Data.
====

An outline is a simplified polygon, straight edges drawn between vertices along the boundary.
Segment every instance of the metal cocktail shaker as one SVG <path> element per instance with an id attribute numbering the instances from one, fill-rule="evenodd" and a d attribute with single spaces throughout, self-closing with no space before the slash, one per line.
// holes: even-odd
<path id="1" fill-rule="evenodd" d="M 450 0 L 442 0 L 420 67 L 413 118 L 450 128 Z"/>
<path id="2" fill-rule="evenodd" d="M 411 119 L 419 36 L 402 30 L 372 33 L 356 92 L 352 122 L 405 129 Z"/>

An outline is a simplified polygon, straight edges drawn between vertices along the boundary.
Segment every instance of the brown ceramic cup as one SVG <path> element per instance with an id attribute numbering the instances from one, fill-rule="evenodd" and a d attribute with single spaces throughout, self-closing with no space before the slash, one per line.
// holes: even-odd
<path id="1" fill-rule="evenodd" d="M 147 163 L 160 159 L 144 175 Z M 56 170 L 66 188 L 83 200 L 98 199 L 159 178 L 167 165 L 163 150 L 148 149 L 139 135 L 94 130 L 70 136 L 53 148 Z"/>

====

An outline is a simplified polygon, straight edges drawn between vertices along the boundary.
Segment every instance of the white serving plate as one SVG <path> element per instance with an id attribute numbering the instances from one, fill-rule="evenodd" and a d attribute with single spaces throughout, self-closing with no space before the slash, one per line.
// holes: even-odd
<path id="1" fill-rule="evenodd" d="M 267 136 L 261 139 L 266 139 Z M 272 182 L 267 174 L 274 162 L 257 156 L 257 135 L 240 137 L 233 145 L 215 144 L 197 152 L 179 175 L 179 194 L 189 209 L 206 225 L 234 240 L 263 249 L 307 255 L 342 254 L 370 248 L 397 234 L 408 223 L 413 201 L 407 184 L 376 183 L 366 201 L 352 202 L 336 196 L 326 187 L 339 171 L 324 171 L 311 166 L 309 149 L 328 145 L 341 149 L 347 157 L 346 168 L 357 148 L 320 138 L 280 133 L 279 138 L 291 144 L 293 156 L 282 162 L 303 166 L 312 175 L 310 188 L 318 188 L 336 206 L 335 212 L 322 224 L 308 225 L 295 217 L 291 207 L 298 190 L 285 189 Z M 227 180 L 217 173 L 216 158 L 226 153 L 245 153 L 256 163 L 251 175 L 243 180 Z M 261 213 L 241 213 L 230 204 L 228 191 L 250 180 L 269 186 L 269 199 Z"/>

====

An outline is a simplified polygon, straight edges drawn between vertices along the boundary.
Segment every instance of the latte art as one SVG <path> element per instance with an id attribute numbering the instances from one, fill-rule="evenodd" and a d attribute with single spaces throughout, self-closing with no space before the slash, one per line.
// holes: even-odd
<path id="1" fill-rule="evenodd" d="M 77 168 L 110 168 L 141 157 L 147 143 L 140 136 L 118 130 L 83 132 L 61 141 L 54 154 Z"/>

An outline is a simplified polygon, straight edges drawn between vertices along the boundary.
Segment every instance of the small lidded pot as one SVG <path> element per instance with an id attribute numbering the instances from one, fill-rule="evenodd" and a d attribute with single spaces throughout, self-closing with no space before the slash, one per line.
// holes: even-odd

====

Work to be completed. Pull out each line of the records that contains the word "instances", treating uppercase and lowercase letters as distinct.

Finished answer.
Segment every instance of the metal cocktail shaker as one SVG <path> element per instance with an id attribute numbering the instances from one, fill-rule="evenodd" and a d attribute with single spaces throughout, self-closing with no space before the slash, one per line.
Segment every instance of the brown ceramic cup as one SVG <path> element per instance with an id attribute numbering the instances from one, fill-rule="evenodd" and a d attribute with single spaces throughout, self-closing with no space before the slash, one per line.
Segment every instance of the white serving plate as one SVG <path> element per instance with an id attribute numbering the instances from one, fill-rule="evenodd" and a d attribute with single spaces throughout, self-closing with no space before the slash, one per line.
Segment every instance of the latte art as one SVG <path> element per instance with an id attribute numbering the instances from one, fill-rule="evenodd" and a d attribute with single spaces throughout, self-closing with no space before the slash, one per line.
Segment every instance of the small lidded pot as one SVG <path> element per instance with an id attribute numbering the instances from one, fill-rule="evenodd" and a d attribute with single spaces throughout, self-closing with no space before the slash, one per line.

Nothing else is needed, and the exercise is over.